• **Exercise description**: Everything from the line containing "In the photograph above, where can the black sunglasses" to the last line of the records must be returned verbatim; nothing else belongs in the output.

(Dataset rows on where objects appear)

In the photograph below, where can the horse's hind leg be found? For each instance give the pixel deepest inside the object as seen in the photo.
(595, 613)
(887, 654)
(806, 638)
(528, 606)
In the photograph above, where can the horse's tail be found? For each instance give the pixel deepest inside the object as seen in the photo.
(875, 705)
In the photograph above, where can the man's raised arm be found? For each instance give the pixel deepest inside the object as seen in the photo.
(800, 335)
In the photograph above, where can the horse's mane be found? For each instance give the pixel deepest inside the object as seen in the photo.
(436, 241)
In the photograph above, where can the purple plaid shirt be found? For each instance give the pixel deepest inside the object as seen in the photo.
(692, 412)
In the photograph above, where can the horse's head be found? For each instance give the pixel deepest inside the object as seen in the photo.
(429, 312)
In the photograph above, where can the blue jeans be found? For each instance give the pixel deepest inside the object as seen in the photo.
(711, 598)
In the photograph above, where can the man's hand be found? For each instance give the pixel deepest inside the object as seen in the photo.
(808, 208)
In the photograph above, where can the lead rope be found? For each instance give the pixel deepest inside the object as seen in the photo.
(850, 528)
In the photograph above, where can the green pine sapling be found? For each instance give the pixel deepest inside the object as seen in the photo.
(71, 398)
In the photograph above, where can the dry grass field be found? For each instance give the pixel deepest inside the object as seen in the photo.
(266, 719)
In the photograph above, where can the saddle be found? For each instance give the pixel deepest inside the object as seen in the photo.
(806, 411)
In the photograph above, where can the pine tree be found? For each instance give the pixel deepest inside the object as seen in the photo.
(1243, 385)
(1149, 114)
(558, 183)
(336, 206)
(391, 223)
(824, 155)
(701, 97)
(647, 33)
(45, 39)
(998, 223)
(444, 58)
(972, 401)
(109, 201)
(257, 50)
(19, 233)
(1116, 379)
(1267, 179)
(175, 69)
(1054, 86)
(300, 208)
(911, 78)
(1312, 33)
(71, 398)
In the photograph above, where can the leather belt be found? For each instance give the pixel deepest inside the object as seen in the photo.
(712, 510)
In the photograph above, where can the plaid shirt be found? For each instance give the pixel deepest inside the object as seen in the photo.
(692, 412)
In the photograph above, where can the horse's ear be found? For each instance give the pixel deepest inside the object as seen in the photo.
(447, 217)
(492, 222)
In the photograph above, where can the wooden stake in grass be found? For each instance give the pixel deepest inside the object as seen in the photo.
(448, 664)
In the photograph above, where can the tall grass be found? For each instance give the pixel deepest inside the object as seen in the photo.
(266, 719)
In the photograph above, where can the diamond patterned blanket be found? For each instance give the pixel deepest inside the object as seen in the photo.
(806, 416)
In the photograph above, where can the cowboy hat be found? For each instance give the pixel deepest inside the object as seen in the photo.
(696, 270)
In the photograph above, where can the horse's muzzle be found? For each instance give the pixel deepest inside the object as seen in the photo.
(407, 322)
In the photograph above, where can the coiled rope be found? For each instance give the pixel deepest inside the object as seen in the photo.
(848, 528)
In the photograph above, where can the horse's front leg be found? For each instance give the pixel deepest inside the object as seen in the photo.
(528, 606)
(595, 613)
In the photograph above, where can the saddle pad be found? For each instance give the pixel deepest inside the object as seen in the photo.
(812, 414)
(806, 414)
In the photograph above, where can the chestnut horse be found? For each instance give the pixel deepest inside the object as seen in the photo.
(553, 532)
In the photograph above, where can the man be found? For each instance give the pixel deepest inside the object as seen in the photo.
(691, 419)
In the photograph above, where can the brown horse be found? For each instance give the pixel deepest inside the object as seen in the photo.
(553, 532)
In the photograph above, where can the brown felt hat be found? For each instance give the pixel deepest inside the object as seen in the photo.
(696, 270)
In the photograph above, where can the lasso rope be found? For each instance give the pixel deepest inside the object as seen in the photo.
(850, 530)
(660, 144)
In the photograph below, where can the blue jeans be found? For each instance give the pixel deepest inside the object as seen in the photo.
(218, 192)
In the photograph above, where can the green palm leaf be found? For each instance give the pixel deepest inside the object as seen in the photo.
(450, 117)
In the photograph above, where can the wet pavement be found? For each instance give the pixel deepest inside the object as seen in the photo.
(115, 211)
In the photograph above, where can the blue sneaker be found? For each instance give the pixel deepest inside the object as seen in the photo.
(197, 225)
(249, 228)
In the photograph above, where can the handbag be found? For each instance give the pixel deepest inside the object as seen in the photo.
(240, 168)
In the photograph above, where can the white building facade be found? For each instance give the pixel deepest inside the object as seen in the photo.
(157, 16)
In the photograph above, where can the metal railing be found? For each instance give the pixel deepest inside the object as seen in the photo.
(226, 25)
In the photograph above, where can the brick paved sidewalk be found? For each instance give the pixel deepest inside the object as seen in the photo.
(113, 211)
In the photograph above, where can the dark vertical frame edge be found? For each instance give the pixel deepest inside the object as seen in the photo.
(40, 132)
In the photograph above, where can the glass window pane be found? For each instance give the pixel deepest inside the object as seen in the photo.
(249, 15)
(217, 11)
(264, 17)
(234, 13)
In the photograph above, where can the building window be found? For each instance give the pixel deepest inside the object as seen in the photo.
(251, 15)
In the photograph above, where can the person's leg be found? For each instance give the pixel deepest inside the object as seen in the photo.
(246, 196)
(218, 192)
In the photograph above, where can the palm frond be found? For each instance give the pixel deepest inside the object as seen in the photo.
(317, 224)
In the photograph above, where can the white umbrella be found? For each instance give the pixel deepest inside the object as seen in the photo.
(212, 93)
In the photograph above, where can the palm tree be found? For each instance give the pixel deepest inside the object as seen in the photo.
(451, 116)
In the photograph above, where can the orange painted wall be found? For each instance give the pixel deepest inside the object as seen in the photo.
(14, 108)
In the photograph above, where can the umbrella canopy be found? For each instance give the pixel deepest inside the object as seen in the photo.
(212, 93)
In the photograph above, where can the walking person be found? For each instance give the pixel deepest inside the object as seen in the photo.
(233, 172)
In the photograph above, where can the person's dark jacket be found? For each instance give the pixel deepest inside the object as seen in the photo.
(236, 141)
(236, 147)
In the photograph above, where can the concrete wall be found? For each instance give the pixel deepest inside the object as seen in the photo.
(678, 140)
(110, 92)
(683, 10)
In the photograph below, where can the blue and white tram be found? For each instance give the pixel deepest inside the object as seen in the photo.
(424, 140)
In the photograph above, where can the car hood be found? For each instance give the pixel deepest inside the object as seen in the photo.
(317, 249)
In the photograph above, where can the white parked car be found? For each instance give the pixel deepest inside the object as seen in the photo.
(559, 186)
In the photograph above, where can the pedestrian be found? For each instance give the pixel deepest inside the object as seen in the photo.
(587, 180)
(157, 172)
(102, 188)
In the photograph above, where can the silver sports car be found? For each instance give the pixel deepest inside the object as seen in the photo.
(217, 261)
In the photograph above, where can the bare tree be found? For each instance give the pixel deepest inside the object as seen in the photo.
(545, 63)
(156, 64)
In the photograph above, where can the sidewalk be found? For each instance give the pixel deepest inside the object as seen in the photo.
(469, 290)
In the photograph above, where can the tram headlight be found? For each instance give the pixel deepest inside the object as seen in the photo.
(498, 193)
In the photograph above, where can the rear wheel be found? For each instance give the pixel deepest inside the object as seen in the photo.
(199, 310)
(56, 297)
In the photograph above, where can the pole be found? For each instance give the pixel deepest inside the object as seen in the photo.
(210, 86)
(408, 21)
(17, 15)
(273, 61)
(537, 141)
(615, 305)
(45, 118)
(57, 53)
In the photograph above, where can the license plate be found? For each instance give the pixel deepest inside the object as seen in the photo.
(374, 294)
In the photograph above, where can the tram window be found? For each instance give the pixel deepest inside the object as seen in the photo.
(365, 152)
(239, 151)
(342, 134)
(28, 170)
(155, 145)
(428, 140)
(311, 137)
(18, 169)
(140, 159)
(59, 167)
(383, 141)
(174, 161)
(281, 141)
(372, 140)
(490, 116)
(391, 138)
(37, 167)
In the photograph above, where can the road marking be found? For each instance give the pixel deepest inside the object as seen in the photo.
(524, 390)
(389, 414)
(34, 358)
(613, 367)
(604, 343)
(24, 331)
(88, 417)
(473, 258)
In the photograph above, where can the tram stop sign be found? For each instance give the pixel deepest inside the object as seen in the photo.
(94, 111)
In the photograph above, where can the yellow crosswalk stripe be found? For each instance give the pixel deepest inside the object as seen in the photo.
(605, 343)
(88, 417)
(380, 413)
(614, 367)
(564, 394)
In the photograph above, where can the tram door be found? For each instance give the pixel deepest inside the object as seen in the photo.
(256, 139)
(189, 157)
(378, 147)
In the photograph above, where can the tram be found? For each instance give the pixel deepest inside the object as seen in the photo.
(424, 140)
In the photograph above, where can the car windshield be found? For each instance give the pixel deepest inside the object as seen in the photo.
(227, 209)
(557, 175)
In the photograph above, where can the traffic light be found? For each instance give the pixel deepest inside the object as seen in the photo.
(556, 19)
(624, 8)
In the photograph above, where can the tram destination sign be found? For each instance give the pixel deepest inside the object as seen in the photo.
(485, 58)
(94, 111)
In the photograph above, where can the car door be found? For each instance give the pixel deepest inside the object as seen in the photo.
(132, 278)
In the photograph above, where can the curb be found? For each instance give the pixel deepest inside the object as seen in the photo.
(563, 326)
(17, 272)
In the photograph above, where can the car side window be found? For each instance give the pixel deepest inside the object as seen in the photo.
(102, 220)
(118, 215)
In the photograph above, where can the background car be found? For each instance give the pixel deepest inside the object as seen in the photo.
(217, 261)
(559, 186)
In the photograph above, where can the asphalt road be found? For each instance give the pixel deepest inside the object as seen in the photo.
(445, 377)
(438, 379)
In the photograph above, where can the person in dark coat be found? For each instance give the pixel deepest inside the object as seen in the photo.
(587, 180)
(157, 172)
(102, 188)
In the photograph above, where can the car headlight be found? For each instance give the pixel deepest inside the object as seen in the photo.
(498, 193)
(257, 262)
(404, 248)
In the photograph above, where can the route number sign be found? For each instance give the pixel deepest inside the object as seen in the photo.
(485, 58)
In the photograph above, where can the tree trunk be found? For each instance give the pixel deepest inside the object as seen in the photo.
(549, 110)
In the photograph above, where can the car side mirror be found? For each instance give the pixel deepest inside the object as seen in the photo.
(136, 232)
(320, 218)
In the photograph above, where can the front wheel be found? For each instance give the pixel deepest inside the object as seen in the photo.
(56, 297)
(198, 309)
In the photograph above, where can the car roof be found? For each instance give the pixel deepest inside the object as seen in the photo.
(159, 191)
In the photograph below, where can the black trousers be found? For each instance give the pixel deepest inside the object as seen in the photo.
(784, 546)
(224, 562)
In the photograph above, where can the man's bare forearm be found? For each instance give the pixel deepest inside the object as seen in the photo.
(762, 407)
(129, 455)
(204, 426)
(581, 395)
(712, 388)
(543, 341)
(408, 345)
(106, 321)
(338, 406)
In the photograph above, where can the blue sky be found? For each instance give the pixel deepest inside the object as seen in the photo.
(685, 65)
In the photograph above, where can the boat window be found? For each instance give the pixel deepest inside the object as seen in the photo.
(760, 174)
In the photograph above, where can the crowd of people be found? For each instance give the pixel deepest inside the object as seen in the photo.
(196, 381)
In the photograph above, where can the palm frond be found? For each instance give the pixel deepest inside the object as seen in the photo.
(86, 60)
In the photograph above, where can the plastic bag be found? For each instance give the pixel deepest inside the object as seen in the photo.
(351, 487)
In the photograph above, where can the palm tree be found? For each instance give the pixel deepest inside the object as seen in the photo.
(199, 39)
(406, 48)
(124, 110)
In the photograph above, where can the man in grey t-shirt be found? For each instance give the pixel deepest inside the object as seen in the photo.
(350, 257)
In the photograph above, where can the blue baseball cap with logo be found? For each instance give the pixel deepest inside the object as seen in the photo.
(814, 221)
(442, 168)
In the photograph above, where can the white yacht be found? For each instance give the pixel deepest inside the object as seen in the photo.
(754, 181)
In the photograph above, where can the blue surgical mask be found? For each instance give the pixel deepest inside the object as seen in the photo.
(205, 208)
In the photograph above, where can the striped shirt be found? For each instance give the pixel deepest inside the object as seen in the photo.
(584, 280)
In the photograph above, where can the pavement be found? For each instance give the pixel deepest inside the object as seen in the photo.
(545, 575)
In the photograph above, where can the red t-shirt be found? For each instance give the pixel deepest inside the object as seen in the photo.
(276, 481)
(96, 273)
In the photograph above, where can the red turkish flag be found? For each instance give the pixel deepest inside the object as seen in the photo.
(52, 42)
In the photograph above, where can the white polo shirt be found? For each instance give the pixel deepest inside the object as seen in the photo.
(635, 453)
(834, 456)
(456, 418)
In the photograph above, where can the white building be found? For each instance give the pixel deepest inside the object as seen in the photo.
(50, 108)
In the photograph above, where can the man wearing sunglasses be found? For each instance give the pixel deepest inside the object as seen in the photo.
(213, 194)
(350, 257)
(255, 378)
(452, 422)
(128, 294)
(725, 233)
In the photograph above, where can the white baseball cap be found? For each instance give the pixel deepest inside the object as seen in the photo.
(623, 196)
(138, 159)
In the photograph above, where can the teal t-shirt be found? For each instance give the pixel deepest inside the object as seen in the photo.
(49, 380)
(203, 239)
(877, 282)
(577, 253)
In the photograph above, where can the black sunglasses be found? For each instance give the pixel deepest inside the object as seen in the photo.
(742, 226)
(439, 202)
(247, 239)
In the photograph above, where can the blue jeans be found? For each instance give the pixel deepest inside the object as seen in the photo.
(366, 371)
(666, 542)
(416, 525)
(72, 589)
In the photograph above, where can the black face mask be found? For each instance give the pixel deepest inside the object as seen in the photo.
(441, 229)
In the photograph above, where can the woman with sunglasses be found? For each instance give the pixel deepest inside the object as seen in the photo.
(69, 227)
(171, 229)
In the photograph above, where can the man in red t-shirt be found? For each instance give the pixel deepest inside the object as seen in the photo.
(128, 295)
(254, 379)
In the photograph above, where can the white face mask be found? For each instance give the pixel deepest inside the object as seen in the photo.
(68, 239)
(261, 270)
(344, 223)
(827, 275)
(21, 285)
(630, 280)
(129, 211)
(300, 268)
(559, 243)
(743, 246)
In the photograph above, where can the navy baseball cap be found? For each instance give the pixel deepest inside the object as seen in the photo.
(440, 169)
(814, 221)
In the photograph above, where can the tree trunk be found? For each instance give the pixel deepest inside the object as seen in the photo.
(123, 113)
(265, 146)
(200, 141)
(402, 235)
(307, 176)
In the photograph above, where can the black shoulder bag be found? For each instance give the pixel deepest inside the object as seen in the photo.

• **Reply**:
In the photograph above, where can the black sunglasses be found? For each instance give the pixel deepest inside the object as seen in the photo.
(742, 226)
(439, 202)
(247, 239)
In the photograph above, where can the blue jeans be found? For each instance give the pixel deepest inside the object as seen in the photo.
(366, 371)
(666, 542)
(416, 525)
(72, 589)
In the photograph above, where can the black face mask be found? For each instance give the pixel deepest inside the object as seen in the photo.
(441, 229)
In the photograph above, where can the woman with sunglasses be found? For each instance give the pixel deepest inside the object as seen in the photo.
(69, 227)
(171, 229)
In the photograph above, where can the man in red t-shirt be found? For each instance give the pixel deepest inside the object as seen in the photo.
(128, 295)
(254, 379)
In the photograph above, where can the white face mask be found? For each instance give the pixel deepest inside the object as seen in the photo.
(68, 239)
(261, 270)
(344, 223)
(827, 275)
(21, 285)
(630, 280)
(129, 211)
(300, 268)
(559, 243)
(743, 246)
In the photograph above, where can the navy baseball cap be found? For each instance give the pixel deepest inside the object as seen in the photo.
(440, 169)
(814, 221)
In the photograph above, where can the tree trunk be found? For each instance give the pixel deepest inside the object as seen in the photo.
(123, 113)
(265, 146)
(200, 141)
(402, 235)
(307, 176)
In the photograph above, where can the black shoulder bag be found? For each instance give the pixel deepest inside the object as seen in the photo.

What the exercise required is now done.